Exercise objective. Write out the entries, please, from the line containing "metal food dish" through their final line, exactly and with nothing else.

Pointing dataset excerpts
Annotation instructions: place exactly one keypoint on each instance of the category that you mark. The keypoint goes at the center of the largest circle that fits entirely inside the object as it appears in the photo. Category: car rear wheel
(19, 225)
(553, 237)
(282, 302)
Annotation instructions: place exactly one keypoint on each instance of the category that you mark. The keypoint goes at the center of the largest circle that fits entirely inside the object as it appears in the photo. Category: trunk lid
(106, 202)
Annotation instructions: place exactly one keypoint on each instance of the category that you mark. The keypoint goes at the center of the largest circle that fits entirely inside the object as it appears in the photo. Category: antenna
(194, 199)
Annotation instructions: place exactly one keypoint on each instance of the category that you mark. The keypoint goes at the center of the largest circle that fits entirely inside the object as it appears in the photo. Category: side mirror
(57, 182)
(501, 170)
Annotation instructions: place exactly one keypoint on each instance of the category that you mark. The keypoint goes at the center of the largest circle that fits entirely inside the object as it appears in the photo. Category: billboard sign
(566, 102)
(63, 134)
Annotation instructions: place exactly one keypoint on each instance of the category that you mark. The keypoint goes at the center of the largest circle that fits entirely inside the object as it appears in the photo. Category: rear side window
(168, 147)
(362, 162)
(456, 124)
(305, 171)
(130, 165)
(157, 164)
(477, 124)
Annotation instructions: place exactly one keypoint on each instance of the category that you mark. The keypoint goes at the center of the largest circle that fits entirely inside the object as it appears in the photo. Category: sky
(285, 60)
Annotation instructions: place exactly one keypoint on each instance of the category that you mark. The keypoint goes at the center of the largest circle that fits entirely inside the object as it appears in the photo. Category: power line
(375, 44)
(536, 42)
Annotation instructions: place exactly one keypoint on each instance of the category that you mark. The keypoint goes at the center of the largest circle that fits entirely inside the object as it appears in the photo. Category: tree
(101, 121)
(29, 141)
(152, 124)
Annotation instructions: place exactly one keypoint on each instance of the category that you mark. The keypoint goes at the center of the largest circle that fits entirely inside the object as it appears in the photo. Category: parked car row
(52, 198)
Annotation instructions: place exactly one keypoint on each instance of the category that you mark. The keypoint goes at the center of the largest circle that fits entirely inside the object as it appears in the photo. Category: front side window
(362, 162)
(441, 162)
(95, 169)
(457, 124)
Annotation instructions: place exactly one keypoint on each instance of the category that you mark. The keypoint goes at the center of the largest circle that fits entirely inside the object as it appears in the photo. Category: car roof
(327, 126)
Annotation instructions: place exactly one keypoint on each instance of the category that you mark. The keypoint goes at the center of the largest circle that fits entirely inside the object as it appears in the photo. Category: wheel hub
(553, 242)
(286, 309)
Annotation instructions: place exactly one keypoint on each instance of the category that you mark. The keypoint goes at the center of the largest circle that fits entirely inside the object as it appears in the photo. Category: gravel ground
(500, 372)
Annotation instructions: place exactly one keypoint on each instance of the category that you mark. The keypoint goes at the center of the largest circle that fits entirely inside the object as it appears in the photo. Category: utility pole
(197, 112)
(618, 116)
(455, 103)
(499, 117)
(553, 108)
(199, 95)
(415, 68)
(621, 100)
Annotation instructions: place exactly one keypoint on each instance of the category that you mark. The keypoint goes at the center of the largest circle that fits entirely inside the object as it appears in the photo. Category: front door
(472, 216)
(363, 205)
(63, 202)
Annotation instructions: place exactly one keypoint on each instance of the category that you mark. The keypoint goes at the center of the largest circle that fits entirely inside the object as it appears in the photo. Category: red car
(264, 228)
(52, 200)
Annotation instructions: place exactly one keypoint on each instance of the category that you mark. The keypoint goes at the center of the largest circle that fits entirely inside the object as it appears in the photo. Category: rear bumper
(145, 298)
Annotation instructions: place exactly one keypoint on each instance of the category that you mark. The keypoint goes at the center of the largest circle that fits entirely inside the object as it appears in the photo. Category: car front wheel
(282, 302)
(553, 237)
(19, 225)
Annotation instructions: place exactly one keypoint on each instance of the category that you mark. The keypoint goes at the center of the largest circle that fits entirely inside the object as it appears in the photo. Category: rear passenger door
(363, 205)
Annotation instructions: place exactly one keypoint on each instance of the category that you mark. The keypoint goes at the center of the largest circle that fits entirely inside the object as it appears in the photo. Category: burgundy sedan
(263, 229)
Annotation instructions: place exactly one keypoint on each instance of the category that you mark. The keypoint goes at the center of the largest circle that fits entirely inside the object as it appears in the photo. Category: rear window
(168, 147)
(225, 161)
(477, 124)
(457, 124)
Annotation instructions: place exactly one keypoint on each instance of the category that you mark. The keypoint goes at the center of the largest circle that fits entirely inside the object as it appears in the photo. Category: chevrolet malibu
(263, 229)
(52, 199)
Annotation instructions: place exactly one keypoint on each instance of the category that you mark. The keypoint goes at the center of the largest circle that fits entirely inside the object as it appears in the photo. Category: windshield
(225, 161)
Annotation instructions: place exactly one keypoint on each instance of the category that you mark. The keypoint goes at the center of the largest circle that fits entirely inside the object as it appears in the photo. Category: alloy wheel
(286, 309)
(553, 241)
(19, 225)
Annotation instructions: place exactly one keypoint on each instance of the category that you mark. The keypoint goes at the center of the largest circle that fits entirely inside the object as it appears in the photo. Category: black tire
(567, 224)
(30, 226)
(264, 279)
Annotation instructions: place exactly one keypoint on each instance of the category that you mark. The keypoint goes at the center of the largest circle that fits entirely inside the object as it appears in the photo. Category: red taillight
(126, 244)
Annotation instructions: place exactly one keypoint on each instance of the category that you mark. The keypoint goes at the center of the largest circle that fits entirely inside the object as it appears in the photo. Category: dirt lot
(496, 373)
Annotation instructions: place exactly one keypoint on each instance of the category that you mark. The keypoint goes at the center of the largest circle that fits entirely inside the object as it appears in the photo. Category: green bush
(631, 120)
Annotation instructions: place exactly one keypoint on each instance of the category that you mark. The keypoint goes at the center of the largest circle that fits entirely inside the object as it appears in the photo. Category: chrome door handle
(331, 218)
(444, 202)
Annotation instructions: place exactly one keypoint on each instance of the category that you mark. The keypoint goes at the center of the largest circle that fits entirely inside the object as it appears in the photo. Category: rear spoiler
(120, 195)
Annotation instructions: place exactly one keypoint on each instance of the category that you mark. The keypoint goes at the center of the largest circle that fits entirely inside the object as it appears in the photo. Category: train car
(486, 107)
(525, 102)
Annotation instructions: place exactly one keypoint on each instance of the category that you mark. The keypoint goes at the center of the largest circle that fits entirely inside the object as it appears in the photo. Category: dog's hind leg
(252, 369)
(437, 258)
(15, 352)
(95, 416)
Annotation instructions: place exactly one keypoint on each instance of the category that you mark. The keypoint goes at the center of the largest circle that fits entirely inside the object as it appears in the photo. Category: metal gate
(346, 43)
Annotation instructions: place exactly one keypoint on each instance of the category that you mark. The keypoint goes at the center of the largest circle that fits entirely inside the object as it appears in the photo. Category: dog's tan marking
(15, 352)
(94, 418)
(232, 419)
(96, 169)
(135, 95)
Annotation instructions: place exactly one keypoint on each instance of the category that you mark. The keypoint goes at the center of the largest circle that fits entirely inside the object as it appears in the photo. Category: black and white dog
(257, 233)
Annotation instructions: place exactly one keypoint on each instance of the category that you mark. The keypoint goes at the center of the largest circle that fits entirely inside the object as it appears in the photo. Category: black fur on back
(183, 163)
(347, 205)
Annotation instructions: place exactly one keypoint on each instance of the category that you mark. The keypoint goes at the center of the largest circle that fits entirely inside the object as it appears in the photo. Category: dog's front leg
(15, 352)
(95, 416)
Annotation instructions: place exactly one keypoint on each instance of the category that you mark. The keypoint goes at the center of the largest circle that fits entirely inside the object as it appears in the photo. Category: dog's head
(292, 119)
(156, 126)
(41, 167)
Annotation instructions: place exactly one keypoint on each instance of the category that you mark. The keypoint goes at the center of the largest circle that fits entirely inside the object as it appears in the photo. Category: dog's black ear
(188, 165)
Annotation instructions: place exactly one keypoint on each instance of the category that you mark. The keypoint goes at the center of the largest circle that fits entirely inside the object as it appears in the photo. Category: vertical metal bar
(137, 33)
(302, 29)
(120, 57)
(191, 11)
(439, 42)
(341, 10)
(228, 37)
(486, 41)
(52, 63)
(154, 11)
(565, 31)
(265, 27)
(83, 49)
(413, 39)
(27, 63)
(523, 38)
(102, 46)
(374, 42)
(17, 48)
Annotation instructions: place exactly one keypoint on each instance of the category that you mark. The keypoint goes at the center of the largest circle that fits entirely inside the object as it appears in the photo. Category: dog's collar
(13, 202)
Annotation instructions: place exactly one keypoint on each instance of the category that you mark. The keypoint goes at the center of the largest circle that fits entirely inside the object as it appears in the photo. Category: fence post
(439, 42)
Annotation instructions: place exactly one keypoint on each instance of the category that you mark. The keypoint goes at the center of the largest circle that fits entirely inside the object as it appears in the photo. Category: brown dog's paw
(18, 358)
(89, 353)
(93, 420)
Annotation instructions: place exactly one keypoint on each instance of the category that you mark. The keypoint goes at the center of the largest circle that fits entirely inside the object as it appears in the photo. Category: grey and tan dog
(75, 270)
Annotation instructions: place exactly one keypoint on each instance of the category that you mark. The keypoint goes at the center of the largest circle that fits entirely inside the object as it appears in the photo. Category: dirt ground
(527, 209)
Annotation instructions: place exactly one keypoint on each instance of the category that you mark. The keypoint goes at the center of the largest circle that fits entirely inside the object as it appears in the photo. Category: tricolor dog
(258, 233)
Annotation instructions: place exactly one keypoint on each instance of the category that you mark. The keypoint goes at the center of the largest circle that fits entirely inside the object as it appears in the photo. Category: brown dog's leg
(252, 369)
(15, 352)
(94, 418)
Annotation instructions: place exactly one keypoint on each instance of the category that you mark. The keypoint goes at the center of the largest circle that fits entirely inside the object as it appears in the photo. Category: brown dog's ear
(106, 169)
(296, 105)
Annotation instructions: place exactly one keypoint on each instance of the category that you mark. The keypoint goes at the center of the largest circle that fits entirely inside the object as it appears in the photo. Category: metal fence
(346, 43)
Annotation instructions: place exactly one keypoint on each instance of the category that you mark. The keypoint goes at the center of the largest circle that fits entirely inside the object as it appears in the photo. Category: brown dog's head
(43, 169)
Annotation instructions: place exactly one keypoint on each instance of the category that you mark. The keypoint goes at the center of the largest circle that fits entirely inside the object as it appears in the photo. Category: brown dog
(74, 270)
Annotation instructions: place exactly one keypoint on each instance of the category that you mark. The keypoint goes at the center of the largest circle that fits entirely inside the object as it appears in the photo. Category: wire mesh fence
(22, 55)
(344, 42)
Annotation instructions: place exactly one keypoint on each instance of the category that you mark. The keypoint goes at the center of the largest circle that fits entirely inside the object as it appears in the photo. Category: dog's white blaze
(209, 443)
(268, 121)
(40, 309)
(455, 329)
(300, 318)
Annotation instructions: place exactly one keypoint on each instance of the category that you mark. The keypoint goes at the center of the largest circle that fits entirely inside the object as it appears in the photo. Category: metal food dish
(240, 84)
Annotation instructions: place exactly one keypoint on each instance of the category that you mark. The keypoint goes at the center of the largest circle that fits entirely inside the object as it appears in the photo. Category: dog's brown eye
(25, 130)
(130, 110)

Response.
Annotation instructions: place exactly one keypoint on each instance of the category that you mark. The keypoint goes at the center of the largest circle that fits entirely inside the object as it appears in the photo. Category: metal food dish
(240, 84)
Annotation instructions: place exactly one keypoint on each instance of the category that you mark. The keypoint goes at the center of the largest circle that fits entirely inside the object as it appears in the photo. Category: dog's brown eye
(25, 130)
(130, 110)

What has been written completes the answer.